Pointing data
○ ○ ○ ○

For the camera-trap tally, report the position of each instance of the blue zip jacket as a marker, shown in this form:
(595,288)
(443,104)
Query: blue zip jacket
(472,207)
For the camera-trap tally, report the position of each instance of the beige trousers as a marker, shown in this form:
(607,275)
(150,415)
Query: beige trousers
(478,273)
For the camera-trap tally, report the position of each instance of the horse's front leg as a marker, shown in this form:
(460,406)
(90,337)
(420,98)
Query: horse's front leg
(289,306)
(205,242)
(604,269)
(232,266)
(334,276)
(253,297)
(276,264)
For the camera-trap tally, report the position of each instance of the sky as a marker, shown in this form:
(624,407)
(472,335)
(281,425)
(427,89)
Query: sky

○ ○ ○ ○

WHAT YOU NEED TO DO
Please render all of the data above as a numbered list, omitting any blank lines.

TASK ANSWER
1. For the camera-trap tally, report the position of each instance of the blue zip jacket as a marker, shown in this form:
2. (595,288)
3. (443,104)
4. Query: blue zip jacket
5. (472,207)
6. For the camera-trap tally, report the position of each instance of the beige trousers as a marker, shown in this form:
7. (607,275)
8. (150,415)
9. Query: beige trousers
10. (478,273)
11. For the camera-trap tally, report the position of each instance of the horse's front leg as a marker, shown in this form:
12. (460,406)
13. (90,337)
14. (420,98)
15. Query: horse's front leg
16. (289,306)
17. (205,242)
18. (604,269)
19. (232,266)
20. (334,276)
21. (253,297)
22. (276,264)
23. For the camera-trap tally, report the position of each instance of the sky as a marker, shown in this form:
24. (624,407)
25. (472,335)
26. (281,425)
27. (427,89)
28. Query: sky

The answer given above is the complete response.